----- Records for processing

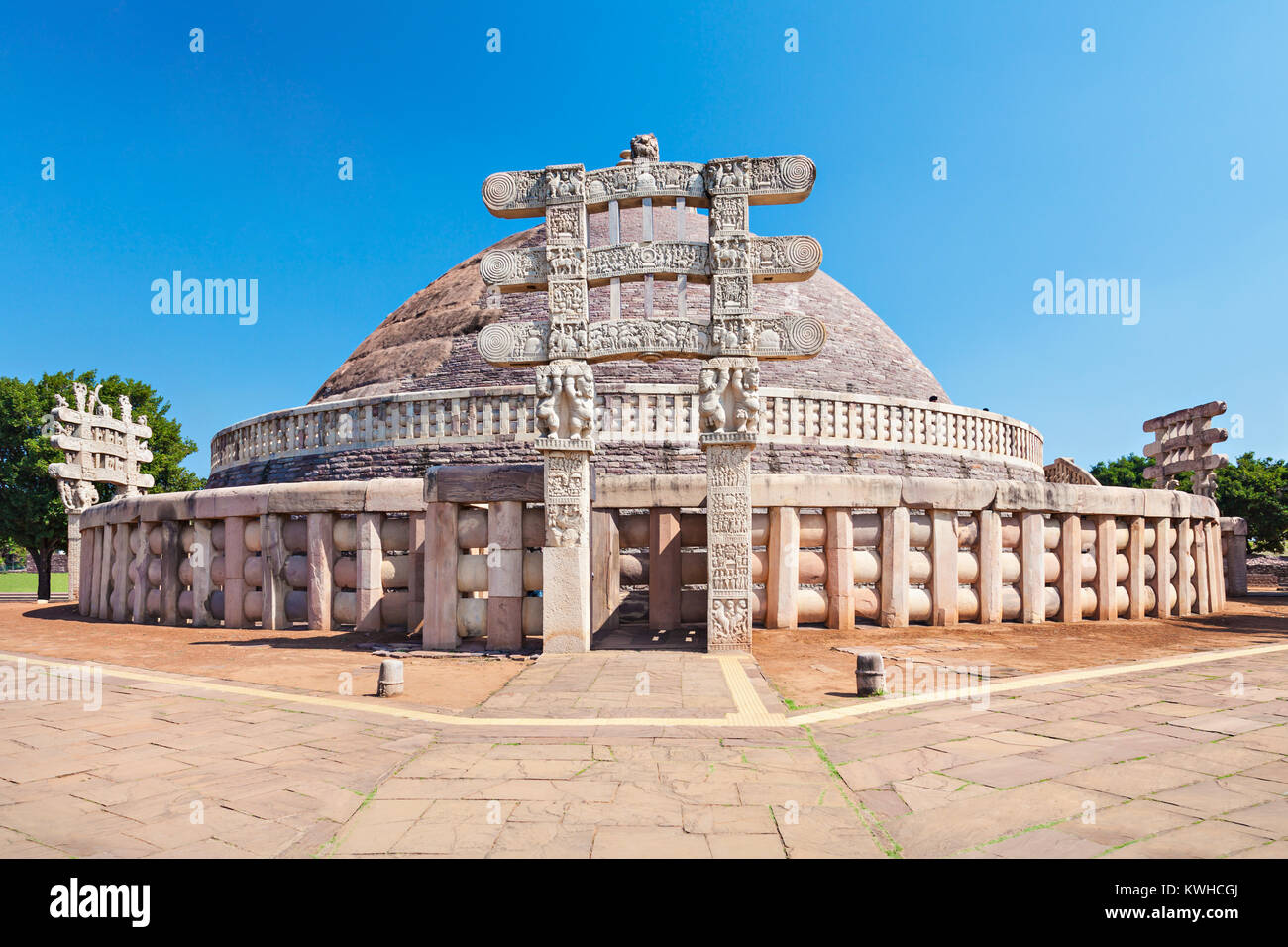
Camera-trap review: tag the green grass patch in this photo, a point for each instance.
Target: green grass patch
(26, 581)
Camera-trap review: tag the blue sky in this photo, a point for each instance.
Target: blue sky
(1113, 163)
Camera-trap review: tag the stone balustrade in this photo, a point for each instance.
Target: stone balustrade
(460, 558)
(625, 412)
(838, 549)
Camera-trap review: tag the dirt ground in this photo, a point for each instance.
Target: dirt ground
(807, 671)
(291, 659)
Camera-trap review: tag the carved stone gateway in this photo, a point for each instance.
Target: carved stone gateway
(101, 449)
(729, 337)
(1183, 441)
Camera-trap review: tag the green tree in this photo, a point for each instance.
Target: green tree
(31, 513)
(1256, 488)
(1252, 487)
(1128, 471)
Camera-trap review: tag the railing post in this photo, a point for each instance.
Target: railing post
(894, 567)
(1031, 569)
(1162, 570)
(273, 585)
(664, 569)
(943, 567)
(442, 551)
(838, 554)
(372, 586)
(235, 570)
(1070, 567)
(505, 577)
(990, 567)
(321, 552)
(605, 549)
(415, 571)
(1184, 573)
(88, 565)
(171, 552)
(1136, 569)
(782, 581)
(1107, 571)
(200, 558)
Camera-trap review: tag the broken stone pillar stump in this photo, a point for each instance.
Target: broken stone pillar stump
(566, 557)
(868, 672)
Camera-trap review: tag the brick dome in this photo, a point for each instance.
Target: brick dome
(416, 393)
(428, 343)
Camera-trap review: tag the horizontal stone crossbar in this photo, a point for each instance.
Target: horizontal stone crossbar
(623, 412)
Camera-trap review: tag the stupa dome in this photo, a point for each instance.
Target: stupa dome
(416, 392)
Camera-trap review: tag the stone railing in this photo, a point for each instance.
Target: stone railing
(625, 412)
(459, 556)
(833, 549)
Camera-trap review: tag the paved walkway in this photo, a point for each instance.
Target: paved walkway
(1163, 761)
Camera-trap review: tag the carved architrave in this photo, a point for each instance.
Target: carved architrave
(529, 343)
(99, 446)
(1183, 441)
(776, 179)
(778, 260)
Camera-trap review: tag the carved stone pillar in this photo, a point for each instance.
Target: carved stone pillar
(566, 557)
(72, 556)
(730, 408)
(728, 540)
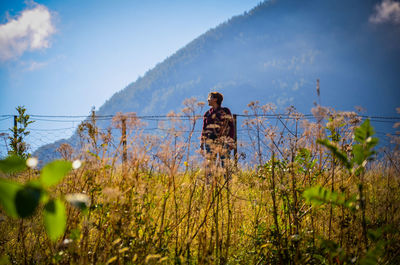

----------

Task brief
Rescale the lines starting at the one that contains "Camera-trap review: tag the brick" and ending at the one that contains "(1163, 761)", both included. Reproduce only those lines, requests included, with every point coordinate multiplied by 1.9 and rounded to a whole number, halves rounding up.

Answer to this task
Camera-trap review: tag the brick dome in this photo, a point for each instance.
Target: brick dome
(790, 747)
(813, 652)
Camera-trap review: tag the horizontal stone crossbar in this photo, a point for each instance.
Target: horizontal stone crossbar
(1184, 783)
Camera-trap review: tag the stupa dome in this photo, a point for each instance.
Target: stupa dome
(790, 745)
Camera-trap review: tag the stone railing in this photo, a point for each instance.
Target: stone railing
(1188, 783)
(872, 1056)
(1583, 1043)
Camera-trap review: tag the paved walkway in this photo, a point for each instance.
Target: paved walkway
(2210, 1446)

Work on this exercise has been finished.